2009-03-12 / Features

Penn State Webinar Looks At Links Between Farm Odors, Air Pollution

Farmers, environmentalists and others seeking to grasp the implications of new Pennsylvania regulations to limit livestock farm odors can participate in a free, Web-based seminar, sponsored by Penn State's College of Agricultural Sciences and several Pennsylvania environmental agencies.

An online primer on air quality and odor issues for Pennsylvania animal agriculture is the focus of the eighth installment of "Manure Du Jour: Serving Pennsylvania's Best Practices on Animal Agriculture, Water, and Air Quality," set for noon on Wednesday, March 11. Tackling farm-odor issues will be an expert panel that includes Eileen Wheeler, Penn State professor of agricultural engineering, and Robin Brandt, lecturer in Penn State's Department of Agricultural and Biological Engineering. Joining them will be Karl Dymond, odor management program coordinator with the state Conservation Commission.

Wheeler explains that the topic of farm air quality can be complicated. While odors from animal wastes tend to get the most attention, she notes, greenhouse gases produced by the same waste actually may play a more critical role in local and regional air pollution.

## ABOUT THIS EXERCISE
Continue the article about the Penn State webinar on farm odors and air pollution, starting after its last sentence.

## SUPPLIED DATA
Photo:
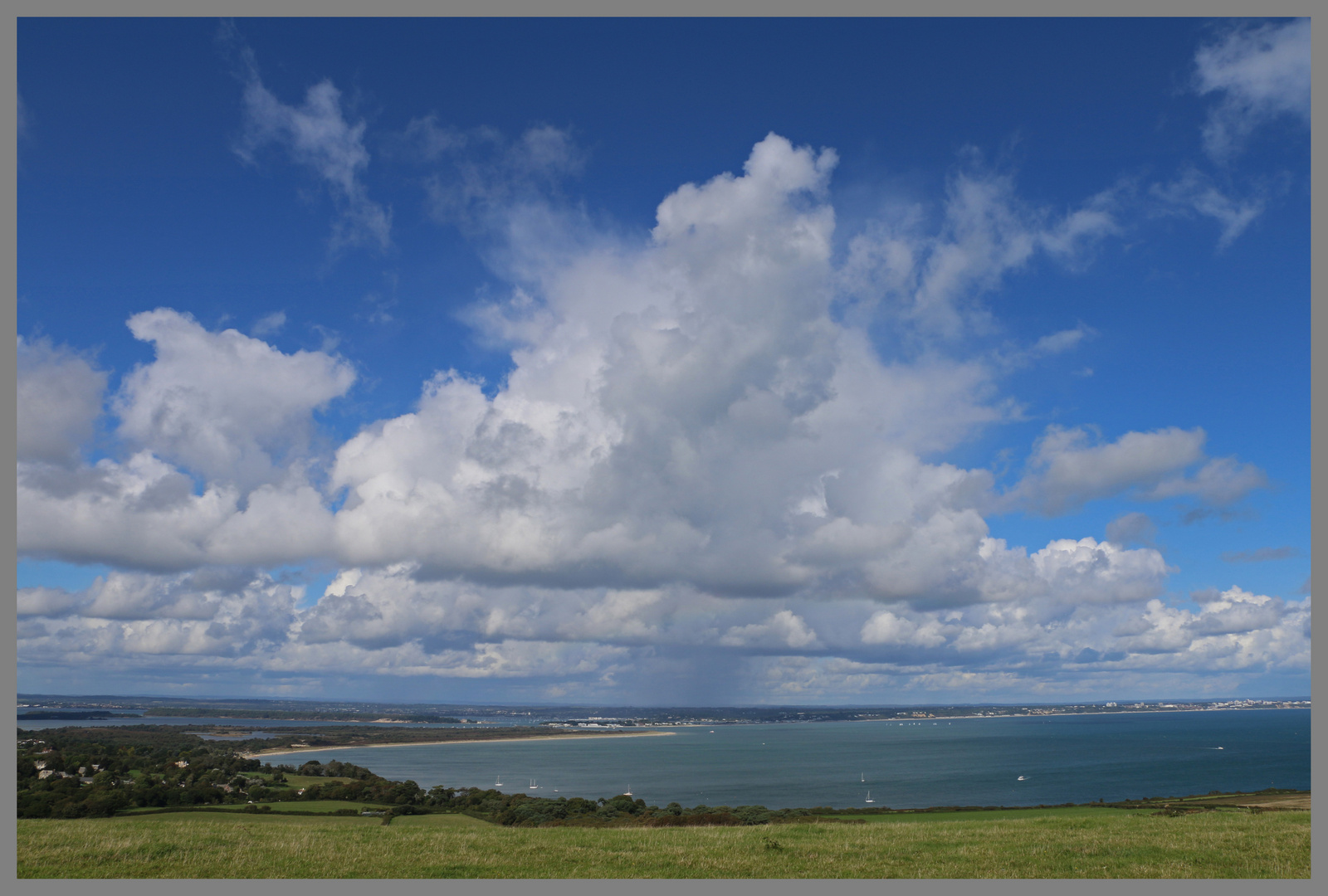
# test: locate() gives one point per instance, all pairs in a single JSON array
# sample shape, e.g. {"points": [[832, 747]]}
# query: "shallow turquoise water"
{"points": [[969, 762]]}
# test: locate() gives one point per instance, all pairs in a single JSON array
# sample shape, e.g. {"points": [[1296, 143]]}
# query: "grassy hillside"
{"points": [[1039, 843]]}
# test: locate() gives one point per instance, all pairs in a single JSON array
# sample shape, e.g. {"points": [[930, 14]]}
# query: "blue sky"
{"points": [[792, 362]]}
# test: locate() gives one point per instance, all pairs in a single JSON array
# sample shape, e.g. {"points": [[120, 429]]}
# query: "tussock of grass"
{"points": [[1117, 845]]}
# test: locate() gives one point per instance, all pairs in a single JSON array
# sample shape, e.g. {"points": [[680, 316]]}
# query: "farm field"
{"points": [[1075, 842]]}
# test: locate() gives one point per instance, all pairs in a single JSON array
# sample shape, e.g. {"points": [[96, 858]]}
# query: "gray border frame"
{"points": [[821, 8]]}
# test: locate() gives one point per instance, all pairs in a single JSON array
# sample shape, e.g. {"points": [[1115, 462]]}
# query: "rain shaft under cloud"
{"points": [[694, 455]]}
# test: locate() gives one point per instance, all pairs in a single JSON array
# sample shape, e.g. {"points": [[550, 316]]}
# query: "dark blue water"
{"points": [[958, 762]]}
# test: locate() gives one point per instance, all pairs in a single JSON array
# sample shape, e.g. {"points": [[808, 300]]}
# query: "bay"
{"points": [[906, 765]]}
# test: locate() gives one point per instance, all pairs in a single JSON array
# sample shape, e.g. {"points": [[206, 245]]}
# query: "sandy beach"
{"points": [[283, 752]]}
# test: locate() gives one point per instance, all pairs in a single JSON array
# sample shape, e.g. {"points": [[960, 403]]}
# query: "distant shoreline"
{"points": [[283, 752]]}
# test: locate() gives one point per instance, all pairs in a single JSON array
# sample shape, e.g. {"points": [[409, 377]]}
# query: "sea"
{"points": [[1003, 761]]}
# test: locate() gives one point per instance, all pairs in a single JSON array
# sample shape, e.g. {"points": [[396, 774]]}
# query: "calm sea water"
{"points": [[969, 762], [39, 723]]}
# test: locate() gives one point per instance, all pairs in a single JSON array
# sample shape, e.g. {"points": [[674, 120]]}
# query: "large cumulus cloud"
{"points": [[699, 448]]}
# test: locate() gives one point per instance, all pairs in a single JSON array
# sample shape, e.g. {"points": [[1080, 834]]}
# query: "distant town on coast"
{"points": [[83, 708]]}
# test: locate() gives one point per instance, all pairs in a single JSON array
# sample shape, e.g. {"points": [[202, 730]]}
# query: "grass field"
{"points": [[1035, 843]]}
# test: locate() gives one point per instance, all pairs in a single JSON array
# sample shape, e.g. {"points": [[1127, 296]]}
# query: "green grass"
{"points": [[1049, 845]]}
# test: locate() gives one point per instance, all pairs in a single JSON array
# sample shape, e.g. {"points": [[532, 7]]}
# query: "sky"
{"points": [[664, 362]]}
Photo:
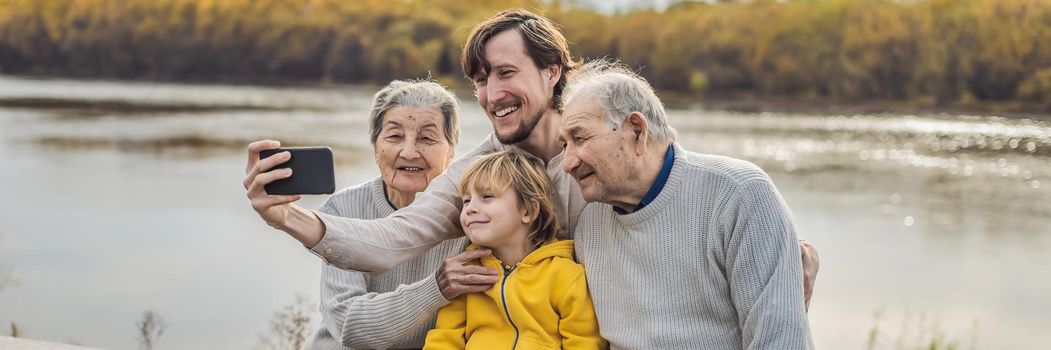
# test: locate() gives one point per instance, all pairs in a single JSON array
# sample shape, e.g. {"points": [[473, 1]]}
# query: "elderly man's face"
{"points": [[598, 158], [514, 94]]}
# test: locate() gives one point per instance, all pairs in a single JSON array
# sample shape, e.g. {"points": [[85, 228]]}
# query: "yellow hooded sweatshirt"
{"points": [[540, 303]]}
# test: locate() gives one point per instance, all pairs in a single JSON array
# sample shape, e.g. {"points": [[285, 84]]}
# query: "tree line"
{"points": [[939, 50]]}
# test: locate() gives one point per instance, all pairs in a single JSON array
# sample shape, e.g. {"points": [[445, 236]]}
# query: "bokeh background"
{"points": [[910, 139]]}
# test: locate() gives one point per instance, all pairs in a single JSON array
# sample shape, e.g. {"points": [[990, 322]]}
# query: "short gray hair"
{"points": [[427, 94], [620, 91]]}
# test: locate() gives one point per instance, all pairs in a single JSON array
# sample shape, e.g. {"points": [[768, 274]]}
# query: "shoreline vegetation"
{"points": [[972, 56]]}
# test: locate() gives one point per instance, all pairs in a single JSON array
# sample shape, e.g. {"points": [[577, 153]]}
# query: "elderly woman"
{"points": [[414, 128]]}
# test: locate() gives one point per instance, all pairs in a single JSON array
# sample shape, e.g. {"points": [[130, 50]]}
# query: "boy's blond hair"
{"points": [[497, 171]]}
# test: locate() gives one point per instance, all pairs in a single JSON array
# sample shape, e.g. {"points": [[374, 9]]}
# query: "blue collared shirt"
{"points": [[658, 184]]}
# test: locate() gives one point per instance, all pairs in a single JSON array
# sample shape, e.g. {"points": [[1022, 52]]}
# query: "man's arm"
{"points": [[810, 265], [374, 321], [764, 270]]}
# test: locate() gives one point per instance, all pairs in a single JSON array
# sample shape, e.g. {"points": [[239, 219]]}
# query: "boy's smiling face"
{"points": [[494, 220]]}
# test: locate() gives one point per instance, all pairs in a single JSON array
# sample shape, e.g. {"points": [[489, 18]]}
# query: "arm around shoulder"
{"points": [[764, 270]]}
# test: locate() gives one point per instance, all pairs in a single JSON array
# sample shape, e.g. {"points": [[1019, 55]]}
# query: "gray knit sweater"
{"points": [[712, 263], [390, 310]]}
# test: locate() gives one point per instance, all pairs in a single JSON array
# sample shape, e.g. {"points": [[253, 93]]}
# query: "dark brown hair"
{"points": [[544, 44]]}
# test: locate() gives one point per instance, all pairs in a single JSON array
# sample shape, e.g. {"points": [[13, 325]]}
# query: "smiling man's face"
{"points": [[514, 93], [598, 158]]}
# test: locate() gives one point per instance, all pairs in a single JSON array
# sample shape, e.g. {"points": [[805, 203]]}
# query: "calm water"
{"points": [[126, 197]]}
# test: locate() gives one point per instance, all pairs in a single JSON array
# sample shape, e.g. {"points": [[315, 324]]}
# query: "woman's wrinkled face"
{"points": [[412, 148]]}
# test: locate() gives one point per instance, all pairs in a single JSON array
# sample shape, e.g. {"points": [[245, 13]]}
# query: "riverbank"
{"points": [[677, 100]]}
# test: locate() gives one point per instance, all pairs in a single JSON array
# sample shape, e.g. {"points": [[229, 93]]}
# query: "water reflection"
{"points": [[939, 213]]}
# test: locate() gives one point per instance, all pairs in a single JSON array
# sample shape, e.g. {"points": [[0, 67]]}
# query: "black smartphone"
{"points": [[312, 171]]}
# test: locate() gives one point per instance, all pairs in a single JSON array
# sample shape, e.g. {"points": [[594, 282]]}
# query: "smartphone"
{"points": [[312, 171]]}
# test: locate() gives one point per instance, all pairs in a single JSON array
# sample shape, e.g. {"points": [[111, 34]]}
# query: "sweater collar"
{"points": [[658, 184], [665, 193]]}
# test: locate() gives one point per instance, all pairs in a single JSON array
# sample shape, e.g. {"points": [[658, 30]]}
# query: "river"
{"points": [[126, 197]]}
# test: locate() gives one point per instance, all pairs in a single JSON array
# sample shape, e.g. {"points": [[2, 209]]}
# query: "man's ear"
{"points": [[636, 123], [553, 74]]}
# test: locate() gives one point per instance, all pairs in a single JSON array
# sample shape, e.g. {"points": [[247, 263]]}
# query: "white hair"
{"points": [[425, 94], [619, 91]]}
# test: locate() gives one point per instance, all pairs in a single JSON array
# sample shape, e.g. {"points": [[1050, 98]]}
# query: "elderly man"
{"points": [[518, 62], [682, 250]]}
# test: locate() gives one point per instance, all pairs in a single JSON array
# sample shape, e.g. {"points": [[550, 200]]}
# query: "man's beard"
{"points": [[523, 130]]}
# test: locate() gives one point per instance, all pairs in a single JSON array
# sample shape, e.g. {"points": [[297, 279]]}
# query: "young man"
{"points": [[518, 62]]}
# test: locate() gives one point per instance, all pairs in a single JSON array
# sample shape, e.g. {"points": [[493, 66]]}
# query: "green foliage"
{"points": [[941, 50]]}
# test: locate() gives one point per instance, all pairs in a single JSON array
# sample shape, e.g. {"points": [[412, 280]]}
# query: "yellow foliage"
{"points": [[940, 49]]}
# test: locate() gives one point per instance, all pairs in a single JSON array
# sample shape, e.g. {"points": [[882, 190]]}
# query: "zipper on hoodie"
{"points": [[503, 296]]}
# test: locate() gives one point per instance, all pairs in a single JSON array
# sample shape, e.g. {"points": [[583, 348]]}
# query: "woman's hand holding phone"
{"points": [[279, 211], [272, 208]]}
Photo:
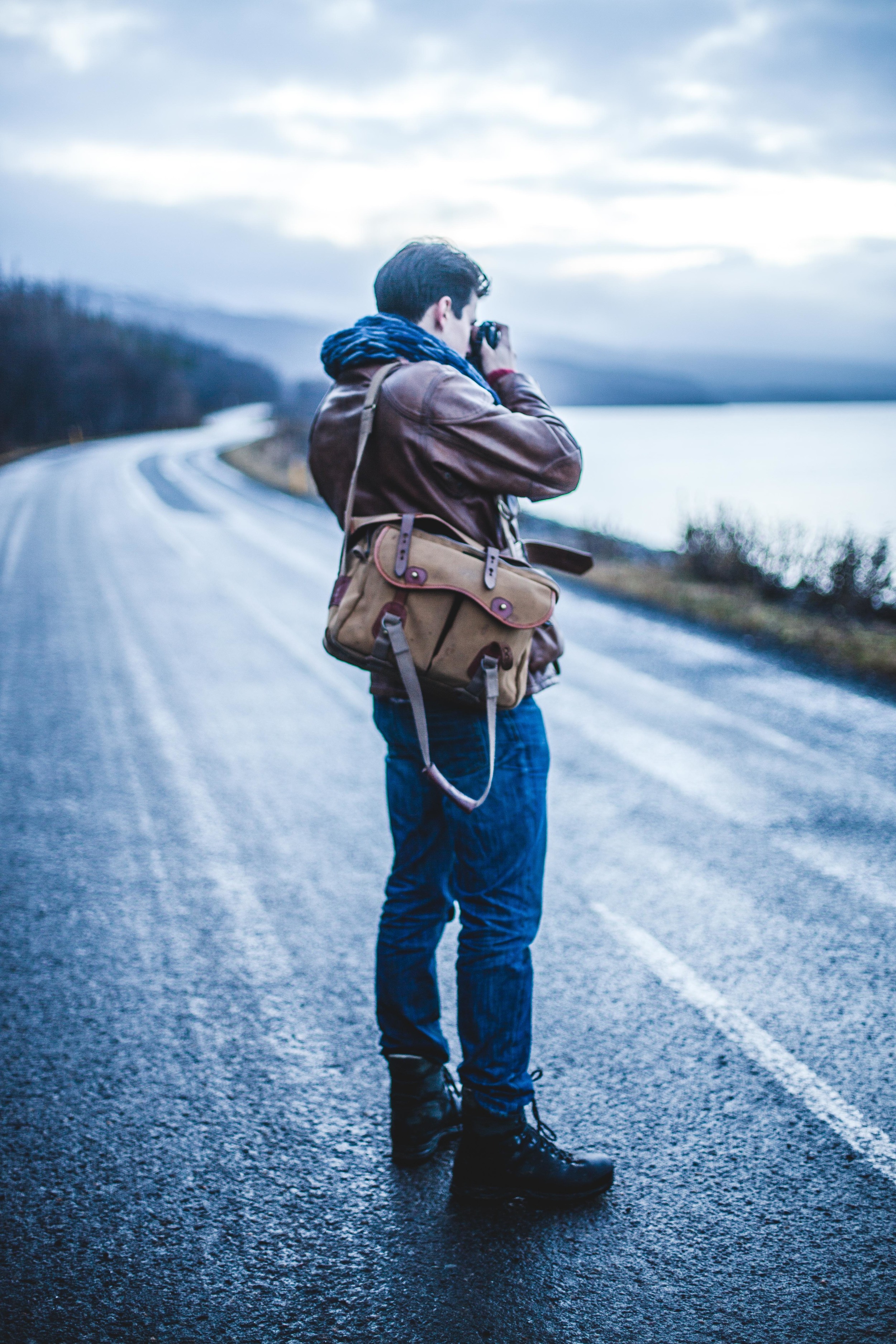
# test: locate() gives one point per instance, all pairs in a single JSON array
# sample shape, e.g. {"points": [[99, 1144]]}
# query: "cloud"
{"points": [[621, 144], [76, 34]]}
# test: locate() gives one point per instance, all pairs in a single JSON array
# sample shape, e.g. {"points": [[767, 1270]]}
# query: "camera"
{"points": [[490, 333]]}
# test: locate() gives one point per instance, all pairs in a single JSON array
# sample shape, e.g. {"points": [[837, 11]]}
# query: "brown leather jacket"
{"points": [[440, 445]]}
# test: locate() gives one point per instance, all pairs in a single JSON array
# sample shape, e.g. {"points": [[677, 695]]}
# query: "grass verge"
{"points": [[866, 647], [849, 645]]}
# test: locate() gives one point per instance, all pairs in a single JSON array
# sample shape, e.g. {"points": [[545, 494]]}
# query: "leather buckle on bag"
{"points": [[491, 575], [404, 549]]}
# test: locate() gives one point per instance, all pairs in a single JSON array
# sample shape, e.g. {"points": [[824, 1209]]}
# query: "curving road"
{"points": [[194, 847]]}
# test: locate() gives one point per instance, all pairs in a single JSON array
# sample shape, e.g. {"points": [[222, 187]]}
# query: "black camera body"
{"points": [[490, 333]]}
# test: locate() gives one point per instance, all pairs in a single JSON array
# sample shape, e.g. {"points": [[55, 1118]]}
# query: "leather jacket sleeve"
{"points": [[519, 448]]}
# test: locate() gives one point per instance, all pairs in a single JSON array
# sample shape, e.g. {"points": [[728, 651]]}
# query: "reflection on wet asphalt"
{"points": [[194, 847]]}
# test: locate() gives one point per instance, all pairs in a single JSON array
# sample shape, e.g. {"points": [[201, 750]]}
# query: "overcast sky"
{"points": [[704, 174]]}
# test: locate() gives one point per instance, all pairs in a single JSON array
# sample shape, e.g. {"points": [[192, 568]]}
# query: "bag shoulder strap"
{"points": [[405, 662], [358, 523], [368, 412]]}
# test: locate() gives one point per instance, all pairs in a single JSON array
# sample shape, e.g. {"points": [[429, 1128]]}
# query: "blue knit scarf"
{"points": [[387, 337]]}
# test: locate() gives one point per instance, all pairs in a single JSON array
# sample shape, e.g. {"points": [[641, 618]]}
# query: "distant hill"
{"points": [[571, 373], [72, 374], [288, 344]]}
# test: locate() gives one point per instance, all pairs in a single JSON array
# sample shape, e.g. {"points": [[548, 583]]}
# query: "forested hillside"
{"points": [[66, 373]]}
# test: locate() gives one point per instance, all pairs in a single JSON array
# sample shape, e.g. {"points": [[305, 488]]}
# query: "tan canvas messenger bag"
{"points": [[454, 618]]}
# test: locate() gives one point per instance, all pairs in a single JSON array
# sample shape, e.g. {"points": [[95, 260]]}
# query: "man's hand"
{"points": [[503, 354]]}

## YOUR RESPONSE
"We have local issues that include odor and the nuisance that presents, and we also have some emissions issues," she says. "The U.S. Environmental Protection Agency is more concerned with reducing major gases that contribute to global or regional airpollution problems. An odor from hog waste can have up to 100 identifiable compounds - - some of them very odorous even in miniscule quantities. Methane and carbon dioxide don't have an odor, but they're greenhouse gases that can be major components of emissions from animal waste, which we're trying to reduce. Ammonia does have an odor, but it's because of its potential to harm the environment that we'd like to see it reduced."

The 'Webinar' coincides with the federal Natural Resource Conservation Service's recent announcement that Environmental Quality Incentives Program funds are available to eligible Pennsylvania producers for installing conservation practices that reduce both air emissions and odors.

"Air Quality - The Issues" is the eighth installment in a 13- part lunchtime series that runs through April 16, addressing livestock specific considerations, research findings and practices. The Webinar series brings together experts from Penn State's College of Agricultural Sciences and Penn State Cooperative Extension, Natural Resources Conservation Service, Pennsylvania State Conservation Commission, USDA Agricultural Research Service, Michigan State University and the Pennsylvania Agricultural Ombudsman Program.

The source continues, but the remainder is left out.